**QUOTED PASSAGE**
========================================
2 Huge Thumbs-Up for Walgreens Boots Alliance, With Rite Aid Hanging in the Balance

September 1, 2016 by Jon C. Ogg

It is not that often that one company gets two huge thumbs-up from analysts in the same week when there is not an earnings report. That is the case for Walgreens Boots Alliance Inc. (NASDAQ: WBA) during the week of September 2, 2016. Merrill Lynch reaffirmed its position in the firm’s Top 10 U.S. Ideas List for the third quarter, and Credit Suisse added it the firm’s prized U.S. Focus List. This also has key implications for Rite Aid Corp. (NYSE: RAD) due to the pending merger.

What matters here is how far Walgreens has come, and that it may perhaps avoid much of the post-Brexit woes compared to other companies that operate in the United States and in Britain. Another issue is that massive size with a market cap of $88 billion. If the analysts following Walgreens are correct, this could be among the next mega-cap stocks to reach a market value of $100 billion.

The more pertinent of the two key analyst calls came from Credit Suisse. After all, this was a new addition, and it sees more implied upside to the price target. Credit Suisse had an Outperform rating, and the firm’s Robert Willoughby has a $95 price target.

Credit Suisse sees Walgreens standing to benefit in the near term from continuing cost and working capital management opportunities. An imminent clarity on the Rite Aid deal and further expansion of its payor relationships are also seen as upside opportunities. Credit Suisse sees its potential risks coming from reimbursement challenges, weak front-end sales trends and a failure to successfully close the Rite Aid deal.

Walgreens is currently trading at just 8.7 times Credit Suisse’s 2017 EBITDA estimate. That is below the average multiple of 9.5 times for the pharmaceutical supply channel. Its $95 price target implies that shares can trade at 10.1 times EBITDA with an improved economic profit opportunity.

As far as the Rite Aid exposure, Credit Suisse’s report said:

The successful closing of the Rite Aid acquisition in the second half of 2016 brings meaningful revenue growth, cost cutting, and cash flow opportunities to drive Walgreens Boots’ shares materially higher. Downside from the deal not closing as expected is limited, in our view, given new and potentially more preferred pharmacy network agreements with the leading PBMs, contributions sooner than expected from the early AmerisourceBergen warrant exercise, and ongoing capital deployment.
========================================
**RECORD EXTRACTS**

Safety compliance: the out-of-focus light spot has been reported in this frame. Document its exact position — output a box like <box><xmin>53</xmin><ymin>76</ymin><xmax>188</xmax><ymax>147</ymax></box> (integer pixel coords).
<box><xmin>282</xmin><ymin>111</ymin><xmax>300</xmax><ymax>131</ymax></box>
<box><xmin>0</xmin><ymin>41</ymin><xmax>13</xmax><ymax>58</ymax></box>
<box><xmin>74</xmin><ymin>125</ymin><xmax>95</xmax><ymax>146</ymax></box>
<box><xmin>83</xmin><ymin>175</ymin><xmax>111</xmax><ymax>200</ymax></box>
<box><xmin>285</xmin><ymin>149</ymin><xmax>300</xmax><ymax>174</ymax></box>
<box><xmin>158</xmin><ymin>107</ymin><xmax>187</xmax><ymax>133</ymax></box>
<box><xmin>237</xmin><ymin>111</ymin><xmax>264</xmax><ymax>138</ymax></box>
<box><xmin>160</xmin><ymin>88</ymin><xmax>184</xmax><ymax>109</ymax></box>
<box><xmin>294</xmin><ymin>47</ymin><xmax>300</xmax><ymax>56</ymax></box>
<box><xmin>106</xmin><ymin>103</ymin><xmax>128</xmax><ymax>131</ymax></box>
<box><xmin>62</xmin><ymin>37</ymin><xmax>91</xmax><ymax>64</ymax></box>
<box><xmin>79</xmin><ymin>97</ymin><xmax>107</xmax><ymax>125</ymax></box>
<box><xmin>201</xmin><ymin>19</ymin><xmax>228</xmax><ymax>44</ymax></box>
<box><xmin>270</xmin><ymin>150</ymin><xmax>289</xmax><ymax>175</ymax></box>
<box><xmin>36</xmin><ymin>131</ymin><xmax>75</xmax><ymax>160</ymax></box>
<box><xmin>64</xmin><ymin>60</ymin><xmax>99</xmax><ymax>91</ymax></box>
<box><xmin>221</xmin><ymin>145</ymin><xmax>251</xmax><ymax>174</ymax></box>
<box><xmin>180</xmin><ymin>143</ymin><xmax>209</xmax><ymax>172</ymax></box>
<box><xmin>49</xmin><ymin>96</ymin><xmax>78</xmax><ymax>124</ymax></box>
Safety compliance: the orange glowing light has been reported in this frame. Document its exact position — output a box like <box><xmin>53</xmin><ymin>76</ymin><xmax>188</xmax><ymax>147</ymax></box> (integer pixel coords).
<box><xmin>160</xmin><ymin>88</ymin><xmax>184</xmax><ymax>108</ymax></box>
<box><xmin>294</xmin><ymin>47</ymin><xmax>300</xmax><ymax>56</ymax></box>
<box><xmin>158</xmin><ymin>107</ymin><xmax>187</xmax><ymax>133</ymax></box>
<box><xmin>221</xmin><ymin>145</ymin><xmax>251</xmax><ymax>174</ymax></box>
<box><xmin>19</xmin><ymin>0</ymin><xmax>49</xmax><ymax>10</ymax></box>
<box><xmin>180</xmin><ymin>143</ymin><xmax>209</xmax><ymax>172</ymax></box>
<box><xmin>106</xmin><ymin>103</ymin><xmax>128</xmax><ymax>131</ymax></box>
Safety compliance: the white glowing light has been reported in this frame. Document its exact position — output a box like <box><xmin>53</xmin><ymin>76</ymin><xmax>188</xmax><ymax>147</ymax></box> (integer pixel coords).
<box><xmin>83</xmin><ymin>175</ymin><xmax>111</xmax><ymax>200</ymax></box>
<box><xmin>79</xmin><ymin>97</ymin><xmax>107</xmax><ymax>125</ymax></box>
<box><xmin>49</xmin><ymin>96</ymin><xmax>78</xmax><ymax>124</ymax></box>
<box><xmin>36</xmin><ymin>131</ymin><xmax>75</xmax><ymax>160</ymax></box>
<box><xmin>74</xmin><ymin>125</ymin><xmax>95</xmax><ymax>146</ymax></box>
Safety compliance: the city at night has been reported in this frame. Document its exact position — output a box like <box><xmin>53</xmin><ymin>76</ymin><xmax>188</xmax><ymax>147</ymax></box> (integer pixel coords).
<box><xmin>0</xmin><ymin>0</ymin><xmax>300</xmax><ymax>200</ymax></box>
========================================
**WHAT YOU WILL DO**
Rewrite the paragraph of the Walgreens article that begins "Credit Suisse sees Walgreens standing to benefit" as a short bulleted list that keeps its main facts.

**ANSWER SECTION**
- Near-term benefits: continuing cost and working capital management opportunities
- Upside opportunities: imminent clarity on the Rite Aid deal and further expansion of payor relationships
- Potential risks: reimbursement challenges, weak front-end sales trends, and failure to close the Rite Aid deal